#### What is expected
In full and without deviation, reproduce the records that follow.

***** Supplied records *****

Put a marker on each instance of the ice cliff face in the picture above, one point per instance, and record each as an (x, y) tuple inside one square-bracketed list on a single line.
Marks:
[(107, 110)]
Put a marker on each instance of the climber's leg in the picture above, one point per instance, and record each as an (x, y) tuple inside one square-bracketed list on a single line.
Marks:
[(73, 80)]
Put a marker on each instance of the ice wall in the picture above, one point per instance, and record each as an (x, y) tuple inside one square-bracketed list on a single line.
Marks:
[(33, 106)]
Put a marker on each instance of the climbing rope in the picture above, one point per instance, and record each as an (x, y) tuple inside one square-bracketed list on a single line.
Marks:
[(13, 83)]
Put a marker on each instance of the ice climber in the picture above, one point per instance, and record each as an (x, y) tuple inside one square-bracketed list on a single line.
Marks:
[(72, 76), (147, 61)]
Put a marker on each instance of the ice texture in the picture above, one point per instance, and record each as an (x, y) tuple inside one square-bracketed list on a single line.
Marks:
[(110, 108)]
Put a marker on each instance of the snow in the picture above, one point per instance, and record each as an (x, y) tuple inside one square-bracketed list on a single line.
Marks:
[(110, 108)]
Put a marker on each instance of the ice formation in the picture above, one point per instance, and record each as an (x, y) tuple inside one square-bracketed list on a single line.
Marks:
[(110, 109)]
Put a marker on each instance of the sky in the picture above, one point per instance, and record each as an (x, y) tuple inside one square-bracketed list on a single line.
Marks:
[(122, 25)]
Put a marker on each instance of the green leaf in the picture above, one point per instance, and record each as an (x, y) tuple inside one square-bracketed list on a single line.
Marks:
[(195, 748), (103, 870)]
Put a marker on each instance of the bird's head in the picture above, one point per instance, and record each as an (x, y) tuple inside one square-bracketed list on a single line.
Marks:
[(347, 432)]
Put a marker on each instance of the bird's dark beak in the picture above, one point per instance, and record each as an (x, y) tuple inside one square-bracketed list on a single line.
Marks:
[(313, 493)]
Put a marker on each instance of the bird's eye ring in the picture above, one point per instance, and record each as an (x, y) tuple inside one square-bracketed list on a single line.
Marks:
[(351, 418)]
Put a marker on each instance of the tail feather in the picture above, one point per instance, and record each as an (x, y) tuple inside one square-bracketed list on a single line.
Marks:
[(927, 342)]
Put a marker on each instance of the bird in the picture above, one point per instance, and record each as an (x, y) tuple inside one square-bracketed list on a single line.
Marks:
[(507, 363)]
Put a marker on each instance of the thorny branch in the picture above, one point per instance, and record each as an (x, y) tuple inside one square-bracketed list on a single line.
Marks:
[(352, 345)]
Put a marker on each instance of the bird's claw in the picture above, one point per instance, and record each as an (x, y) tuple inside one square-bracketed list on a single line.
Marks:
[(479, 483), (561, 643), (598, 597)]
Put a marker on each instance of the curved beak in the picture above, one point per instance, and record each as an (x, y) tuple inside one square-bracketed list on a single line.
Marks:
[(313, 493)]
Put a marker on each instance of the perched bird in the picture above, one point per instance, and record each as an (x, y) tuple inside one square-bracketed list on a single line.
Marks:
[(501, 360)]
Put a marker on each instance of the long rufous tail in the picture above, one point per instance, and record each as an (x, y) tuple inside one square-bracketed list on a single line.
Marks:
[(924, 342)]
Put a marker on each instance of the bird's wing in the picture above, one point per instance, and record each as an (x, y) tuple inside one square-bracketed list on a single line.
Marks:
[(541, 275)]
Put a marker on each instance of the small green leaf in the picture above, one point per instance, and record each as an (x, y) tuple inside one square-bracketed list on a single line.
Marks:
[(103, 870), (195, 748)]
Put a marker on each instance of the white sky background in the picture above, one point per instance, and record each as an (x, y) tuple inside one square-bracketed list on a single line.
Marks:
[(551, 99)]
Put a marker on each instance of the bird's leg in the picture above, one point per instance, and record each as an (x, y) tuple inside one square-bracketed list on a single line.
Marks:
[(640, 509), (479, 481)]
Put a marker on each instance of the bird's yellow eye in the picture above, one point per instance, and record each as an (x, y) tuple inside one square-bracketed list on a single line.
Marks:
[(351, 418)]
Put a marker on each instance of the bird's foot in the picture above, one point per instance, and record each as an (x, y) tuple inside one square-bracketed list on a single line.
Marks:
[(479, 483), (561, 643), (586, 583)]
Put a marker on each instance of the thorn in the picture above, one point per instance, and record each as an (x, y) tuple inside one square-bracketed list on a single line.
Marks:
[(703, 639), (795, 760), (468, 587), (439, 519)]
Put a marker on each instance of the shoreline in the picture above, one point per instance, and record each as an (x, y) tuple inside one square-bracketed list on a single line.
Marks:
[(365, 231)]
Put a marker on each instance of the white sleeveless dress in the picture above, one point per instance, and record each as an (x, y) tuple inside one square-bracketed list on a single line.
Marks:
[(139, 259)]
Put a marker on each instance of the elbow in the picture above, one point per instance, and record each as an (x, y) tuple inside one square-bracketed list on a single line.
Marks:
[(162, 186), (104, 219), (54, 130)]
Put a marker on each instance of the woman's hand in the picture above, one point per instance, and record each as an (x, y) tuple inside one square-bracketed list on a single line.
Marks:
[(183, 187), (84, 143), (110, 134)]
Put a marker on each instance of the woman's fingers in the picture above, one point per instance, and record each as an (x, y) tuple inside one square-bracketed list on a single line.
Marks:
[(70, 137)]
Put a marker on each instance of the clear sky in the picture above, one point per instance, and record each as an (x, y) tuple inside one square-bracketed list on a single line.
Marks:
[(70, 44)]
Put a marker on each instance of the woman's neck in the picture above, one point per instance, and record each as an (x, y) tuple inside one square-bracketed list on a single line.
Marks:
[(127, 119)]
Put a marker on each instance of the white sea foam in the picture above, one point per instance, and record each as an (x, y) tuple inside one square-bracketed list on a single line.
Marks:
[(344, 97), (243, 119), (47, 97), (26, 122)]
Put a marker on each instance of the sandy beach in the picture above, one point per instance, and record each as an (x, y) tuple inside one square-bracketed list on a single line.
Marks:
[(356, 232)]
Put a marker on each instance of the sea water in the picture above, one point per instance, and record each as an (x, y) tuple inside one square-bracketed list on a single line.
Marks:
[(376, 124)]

*****

#### Solution to the exercise
Put a marker on each instance of the ice cliff face in the picture above, one point per instance, and record each as an (x, y) tuple inside one square-bracketed list on a single line.
Marks:
[(107, 110)]
Put a marker on each instance of the climber's leg in the picture above, one point per instance, and record each as an (x, y) tuple inside one square-bracketed list on a single line.
Marks:
[(73, 80)]
Put a marker on each instance of the ice wall in the picture above, one point per instance, and record each as an (x, y) tuple inside one square-bracketed list on a single line.
Marks:
[(33, 106)]
Put a marker on each instance of the climbing rope in the picture above, one point per instance, and record each as an (x, y) tuple inside one square-bracketed list on a single line.
Marks:
[(13, 83)]
Put a marker on each instance of the ice climber in the picture above, one point per instance, and record each as an (x, y) tuple inside one square-bracketed list on a single line.
Marks:
[(72, 76), (147, 61)]
Put a marker on each instance of the ice texture in the picture above, one point per instance, and record each as an (x, y) tuple inside one square-bracketed list on a single line.
Marks:
[(110, 108)]
Put a marker on each instance of the snow in the picture above, one point per instance, and record each as an (x, y) tuple inside one square-bracketed list on a single line.
Marks:
[(110, 108)]
Put a marker on each instance of the ice formation in the picture above, one point per instance, and record each as an (x, y) tuple inside one square-bracketed list on a single line.
Marks:
[(110, 109)]
Put a marker on each instance of the sky in the picture above, one point per instance, and record each as an (x, y) tuple inside one square-bracketed list on a single line.
Marks:
[(122, 25)]
Put a marker on each instance of the green leaf in the picture above, one point per instance, and record each as an (x, y) tuple inside one square-bracketed list on a single line.
Marks:
[(195, 748), (103, 870)]
Put a marker on each instance of the bird's head in the picture above, one point per instance, and record each as an (x, y) tuple inside one square-bracketed list on a single line.
Marks:
[(347, 432)]
Put a marker on each instance of the bird's dark beak in the picture above, one point per instance, and record each as an (x, y) tuple inside one square-bracketed list on a single line.
Marks:
[(313, 493)]
Put a marker on each instance of the bird's eye ring in the picture above, one point per instance, and record each as an (x, y) tuple inside one square-bracketed list on a single line.
Marks:
[(351, 418)]
Put a marker on each instance of the tail feather in the picture above, one point per instance, and record each as an (x, y) tuple inside one square-bracketed list on a single line.
Marks:
[(927, 342)]
Put a marker on each instance of the bird in the picture above, one point per instance, and record each as an (x, y) tuple inside one square-bracketed list on a single line.
Marks:
[(507, 363)]
Put a marker on each instance of the thorny branch in the picture above, one point per instance, and record each as an (x, y) tuple inside one square-bracketed list on a single line.
Marks:
[(352, 345)]
Put a marker on each instance of the bird's claw in the picture above, one point per instance, and record each as an (x, y) tuple inside one square-bracketed list on a single line.
Marks:
[(479, 483), (561, 643), (598, 597)]
Put a marker on each instance of the curved beak in the picture above, one point per instance, and record each as an (x, y) tuple inside one square-bracketed list on a single line.
Marks:
[(313, 493)]
Put a marker on each instance of the perched bird in the picture above, one point per instance, and record each as an (x, y) tuple inside one square-bracketed list on a single line.
Marks:
[(501, 360)]
Put a marker on each instance of the long rufous tail in the picture above, one point per instance, and record each as an (x, y) tuple inside one square-bracketed list on a single line.
Marks:
[(924, 342)]
Put a marker on each instance of the bird's wing in the picture above, one point per instance, and record each as an (x, y) tuple inside one square-bracketed list on a single line.
Marks:
[(541, 275)]
Put a marker on each instance of the small green leaf in the picture above, one point per instance, and record each as an (x, y) tuple inside one square-bracketed list on a single line.
Marks:
[(103, 870), (195, 748)]
Put a marker on each instance of the white sky background in the picture above, one point per instance, and record each as an (x, y) tuple inside one square-bracketed list on a single line.
Marks:
[(551, 99)]
Put a marker on each instance of the bird's leg in the picture above, one point per instance, and record each as an (x, y) tuple inside one square-bracketed list on a single line.
Marks:
[(640, 509), (479, 481)]
Put a marker on each instance of the bird's yellow eye in the picture above, one point per instance, and record each as an (x, y) tuple inside one square-bracketed list on a single line.
Marks:
[(351, 418)]
Put a marker on each instance of the bird's foot in the picture above, one point per instance, and record each as an (x, y) tuple inside one square-bracketed list on a single line.
Marks:
[(479, 483), (561, 643), (586, 583)]
Put a marker on each instance of the thorn in the picture above, one point per instance, and record each as an (x, y) tuple inside one square-bracketed list on a single line.
Marks:
[(703, 639), (795, 760), (468, 587), (439, 519)]
Put a marker on each instance of the shoreline in the picture above, one point per instance, and record each as an (x, y) tuple inside one square-bracketed list on a single line.
Marks:
[(365, 231)]
Put a marker on each instance of the white sleeveless dress in the picture above, one point per instance, and record each as an (x, y) tuple inside one square-bracketed list on a single line.
Marks:
[(139, 259)]
Put a marker on each instance of the elbow in the picture above, one point per instance, and record each as an (x, y) tuple inside one square-bracketed list on a single line.
Marks:
[(162, 186), (104, 219), (54, 130)]
Put a marker on each instance of the woman's hand in the picture above, one point per instance, and record each as an (x, y) tuple inside one square-bracketed list on a single line.
Marks:
[(183, 187), (84, 143), (110, 134)]
Put a marker on each instance of the woman's fingers in the picture above, one point per instance, and record each as an (x, y) tuple inside one square-bracketed list on a single line.
Marks:
[(70, 137)]
Put a marker on each instance of the clear sky in the picture above, one point per instance, and record each as an (x, y) tuple inside one square-bracketed list on a single line.
Marks:
[(70, 44)]
Put a marker on each instance of the woman's neck in the picture above, one point per instance, and record each as an (x, y) tuple inside one square-bracketed list on a single line.
Marks:
[(127, 119)]
Put a marker on each instance of the white sea foam in the picture above, one point per instance, and record each as an (x, y) tuple inside one square-bracketed list on a single line.
Marks:
[(344, 97), (243, 119), (47, 97), (26, 122)]
Put a marker on each instance of the sandy beach in the picture above, one point per instance, and record each as an (x, y) tuple inside one square-bracketed list on a single line.
Marks:
[(356, 232)]
Put a marker on each instance of the sea water in the picture above, one point per instance, and record each as an (x, y) tuple inside one square-bracketed list on a single line.
Marks:
[(376, 124)]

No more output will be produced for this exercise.